*Exercise*: Repeat exactly the lines from the line containing "the black sock" to the last line of the listing, including both.

*Dataset records*:
※ ※ ※

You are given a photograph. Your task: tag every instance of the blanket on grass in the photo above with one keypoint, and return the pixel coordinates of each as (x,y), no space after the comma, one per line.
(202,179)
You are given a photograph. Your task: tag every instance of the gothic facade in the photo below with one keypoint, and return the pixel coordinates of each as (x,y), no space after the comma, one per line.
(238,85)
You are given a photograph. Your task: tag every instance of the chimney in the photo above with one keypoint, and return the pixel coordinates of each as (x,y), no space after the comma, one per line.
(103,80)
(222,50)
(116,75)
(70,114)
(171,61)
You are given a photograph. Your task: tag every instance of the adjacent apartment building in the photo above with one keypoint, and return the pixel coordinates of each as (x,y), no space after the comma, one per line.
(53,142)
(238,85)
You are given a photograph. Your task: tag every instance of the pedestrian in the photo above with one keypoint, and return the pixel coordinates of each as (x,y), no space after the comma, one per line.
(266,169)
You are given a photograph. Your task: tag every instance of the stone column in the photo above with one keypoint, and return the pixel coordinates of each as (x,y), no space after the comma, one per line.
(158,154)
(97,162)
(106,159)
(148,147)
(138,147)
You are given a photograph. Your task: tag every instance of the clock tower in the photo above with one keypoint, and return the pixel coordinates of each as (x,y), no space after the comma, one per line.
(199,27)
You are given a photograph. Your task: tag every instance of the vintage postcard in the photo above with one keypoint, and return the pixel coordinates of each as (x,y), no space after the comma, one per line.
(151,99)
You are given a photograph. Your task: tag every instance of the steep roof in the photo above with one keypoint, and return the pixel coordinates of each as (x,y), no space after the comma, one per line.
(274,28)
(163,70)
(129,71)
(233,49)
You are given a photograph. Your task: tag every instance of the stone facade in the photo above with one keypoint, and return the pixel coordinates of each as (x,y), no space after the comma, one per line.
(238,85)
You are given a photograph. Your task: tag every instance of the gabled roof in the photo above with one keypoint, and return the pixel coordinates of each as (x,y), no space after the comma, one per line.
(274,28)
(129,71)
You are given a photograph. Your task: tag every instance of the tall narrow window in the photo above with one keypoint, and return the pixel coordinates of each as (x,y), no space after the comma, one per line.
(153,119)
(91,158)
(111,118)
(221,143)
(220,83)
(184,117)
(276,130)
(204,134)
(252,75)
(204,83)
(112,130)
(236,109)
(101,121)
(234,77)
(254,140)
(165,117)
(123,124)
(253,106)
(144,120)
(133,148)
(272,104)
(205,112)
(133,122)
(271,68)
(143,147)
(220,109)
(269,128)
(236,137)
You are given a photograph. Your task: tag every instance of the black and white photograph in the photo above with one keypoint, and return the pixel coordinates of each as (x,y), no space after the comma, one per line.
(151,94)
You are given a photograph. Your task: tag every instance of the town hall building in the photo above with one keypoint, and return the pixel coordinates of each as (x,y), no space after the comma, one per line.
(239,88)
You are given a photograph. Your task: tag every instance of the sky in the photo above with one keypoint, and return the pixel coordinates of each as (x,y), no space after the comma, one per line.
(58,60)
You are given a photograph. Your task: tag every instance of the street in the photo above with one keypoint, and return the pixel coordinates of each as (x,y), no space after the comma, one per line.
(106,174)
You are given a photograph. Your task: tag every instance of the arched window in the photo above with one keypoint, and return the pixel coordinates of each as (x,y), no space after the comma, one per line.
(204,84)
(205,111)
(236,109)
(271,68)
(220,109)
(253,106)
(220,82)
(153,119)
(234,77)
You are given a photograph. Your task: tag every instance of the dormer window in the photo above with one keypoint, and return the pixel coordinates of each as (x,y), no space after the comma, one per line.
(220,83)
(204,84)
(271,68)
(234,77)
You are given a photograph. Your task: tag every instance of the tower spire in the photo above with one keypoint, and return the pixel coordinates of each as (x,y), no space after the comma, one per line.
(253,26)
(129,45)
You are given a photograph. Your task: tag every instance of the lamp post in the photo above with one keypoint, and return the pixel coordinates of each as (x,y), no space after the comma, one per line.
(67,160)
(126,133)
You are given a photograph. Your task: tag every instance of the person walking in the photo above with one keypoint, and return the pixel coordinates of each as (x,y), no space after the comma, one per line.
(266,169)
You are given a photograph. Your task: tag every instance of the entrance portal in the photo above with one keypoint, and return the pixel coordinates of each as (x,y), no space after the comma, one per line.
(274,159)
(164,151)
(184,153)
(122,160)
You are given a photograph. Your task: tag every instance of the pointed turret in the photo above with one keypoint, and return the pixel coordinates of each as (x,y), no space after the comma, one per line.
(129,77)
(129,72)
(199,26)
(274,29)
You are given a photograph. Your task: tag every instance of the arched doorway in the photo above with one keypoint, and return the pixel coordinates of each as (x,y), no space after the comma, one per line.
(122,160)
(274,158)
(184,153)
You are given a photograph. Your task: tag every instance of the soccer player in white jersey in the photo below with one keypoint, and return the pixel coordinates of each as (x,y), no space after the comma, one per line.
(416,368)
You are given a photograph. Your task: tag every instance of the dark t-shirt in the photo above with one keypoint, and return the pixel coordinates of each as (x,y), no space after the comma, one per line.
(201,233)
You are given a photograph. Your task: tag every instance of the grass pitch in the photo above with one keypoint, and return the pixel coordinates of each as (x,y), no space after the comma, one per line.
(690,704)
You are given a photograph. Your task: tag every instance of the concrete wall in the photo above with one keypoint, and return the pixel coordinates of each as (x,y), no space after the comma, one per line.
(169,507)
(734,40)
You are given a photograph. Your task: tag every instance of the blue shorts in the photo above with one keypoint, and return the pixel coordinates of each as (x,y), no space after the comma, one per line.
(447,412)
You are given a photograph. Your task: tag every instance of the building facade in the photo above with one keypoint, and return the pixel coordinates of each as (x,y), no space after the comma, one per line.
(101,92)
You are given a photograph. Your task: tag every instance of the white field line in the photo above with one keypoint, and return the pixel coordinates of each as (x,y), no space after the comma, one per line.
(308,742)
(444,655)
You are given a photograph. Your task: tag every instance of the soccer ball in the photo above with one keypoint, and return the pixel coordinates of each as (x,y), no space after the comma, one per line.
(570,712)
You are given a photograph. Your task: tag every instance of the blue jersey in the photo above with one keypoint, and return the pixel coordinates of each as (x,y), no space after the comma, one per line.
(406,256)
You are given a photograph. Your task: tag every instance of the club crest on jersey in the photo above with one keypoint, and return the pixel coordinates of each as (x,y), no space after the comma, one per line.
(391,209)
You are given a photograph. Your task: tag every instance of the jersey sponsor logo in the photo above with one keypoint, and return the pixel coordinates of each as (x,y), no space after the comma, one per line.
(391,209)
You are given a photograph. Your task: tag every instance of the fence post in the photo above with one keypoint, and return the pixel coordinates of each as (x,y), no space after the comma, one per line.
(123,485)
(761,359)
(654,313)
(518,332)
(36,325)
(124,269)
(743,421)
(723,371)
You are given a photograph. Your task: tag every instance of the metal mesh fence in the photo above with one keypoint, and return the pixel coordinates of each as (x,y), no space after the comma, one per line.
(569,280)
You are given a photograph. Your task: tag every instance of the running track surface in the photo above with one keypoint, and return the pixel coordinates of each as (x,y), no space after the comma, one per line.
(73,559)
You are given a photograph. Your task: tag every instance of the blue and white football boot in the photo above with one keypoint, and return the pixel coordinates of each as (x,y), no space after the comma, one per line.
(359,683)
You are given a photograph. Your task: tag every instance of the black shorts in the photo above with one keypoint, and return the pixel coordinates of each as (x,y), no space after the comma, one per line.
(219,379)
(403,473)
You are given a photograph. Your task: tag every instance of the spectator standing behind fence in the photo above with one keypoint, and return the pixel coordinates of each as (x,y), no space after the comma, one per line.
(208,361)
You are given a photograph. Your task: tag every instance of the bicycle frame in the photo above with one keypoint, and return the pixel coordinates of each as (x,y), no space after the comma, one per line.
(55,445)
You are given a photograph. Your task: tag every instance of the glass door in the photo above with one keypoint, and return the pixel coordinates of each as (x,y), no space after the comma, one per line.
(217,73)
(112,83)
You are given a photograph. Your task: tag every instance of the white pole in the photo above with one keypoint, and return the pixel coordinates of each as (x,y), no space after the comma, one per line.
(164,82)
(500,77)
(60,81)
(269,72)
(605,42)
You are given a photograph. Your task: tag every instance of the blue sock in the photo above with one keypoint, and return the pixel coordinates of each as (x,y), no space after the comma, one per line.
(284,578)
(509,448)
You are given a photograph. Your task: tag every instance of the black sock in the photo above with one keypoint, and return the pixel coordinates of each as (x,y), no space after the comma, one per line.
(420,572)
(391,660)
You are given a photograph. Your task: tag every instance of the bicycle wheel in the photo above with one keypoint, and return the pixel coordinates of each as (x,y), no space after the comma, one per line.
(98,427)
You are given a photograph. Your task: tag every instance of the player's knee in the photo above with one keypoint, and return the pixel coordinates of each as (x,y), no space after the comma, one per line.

※ ※ ※

*Response to this task*:
You are given a photograph. Your task: tag every instance of the black sock in the photo above with one keypoint, and return the pixel coordinates of each as (x,y), no space after the comma, one per line.
(420,572)
(391,660)
You are given a photograph. Your task: tag every instance of the bicycle wheel in the photo above with one keypoint, and return the pixel coordinates of each as (x,y), no space after the comma, one per line.
(98,427)
You are given a photograph. Your task: tag every instance of the player's knee in the photo above with one keypoint, and return the pixel coordinates of each as (x,y), no space after the comma, one per line.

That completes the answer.